Wednesday, August 21, 2013

Targeting Charmin

     It's August 21, 2013.  I'm sitting in a room at the University Inn adjacent to the Emory University Hospital.  I've been up since before 5:00 am with lots of thoughts wandering the myriad spaces of my mind.  I've chosen to begin this blog to allow those who are interested to follow along on my (ours really because Muggy is definitely a part of this too!) journey that I never even remotely considered a possibility.
     I've got cancer.  That's one of those statements that no one ever wants to make, but, sadly, there seems to be more and more of it in our world today.  My cancer was/is in my tonsils.  I say was as the tonsils were removed on July 29th.  So, the tonsils are gone, but now begins the radiation and chemotherapy.
     A lot of folks, friends and family, are aware of this situation and I can say that it is absolutely amazing to consider the throng that surrounds me in support, thoughts and prayers.  My intent in creating this blog is to provide a place where anyone who cares to can catch up with what's currently happening, or can learn the chronology of these circumstances.
     Muggy and I traveled here to Winship Cancer Center yesterday for an appointment with the radiation oncologist, Dr. Kristin Higgins.  Emory University Hospital is an incredible complex of medical technology and innovation....and it can be a very, very confusing place.  Fortunately, or perhaps unfortunately for me, I've become very familiar with these surroundings.  We spent a lot of time here 2 1/2 years ago when Muggy's lupus flared.  Now we're back for my care.
     As I sat in the waiting room yesterday, I was provided a new perspective on one's circumstances.  Yes, I'm here because I have throat cancer and it might be really easy to settle down into feeling bad and simply saying "why me?"  But, I'm not going to do that.  The primary reason for my determination to not lapse into remorse is I know the God that I serve and I am determined that through this He will be glorified.  But yesterday I was given a new perspective.

Supplied data -
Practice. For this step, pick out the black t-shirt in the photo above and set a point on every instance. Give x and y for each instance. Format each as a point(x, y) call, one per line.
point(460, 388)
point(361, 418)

The problem -
In the cancer blog post, translate the sentence "So, the tonsils are gone, but now begins the radiation and chemotherapy." into Spanish.

Result -
Así que las amígdalas ya no están, pero ahora comienzan la radioterapia y la quimioterapia.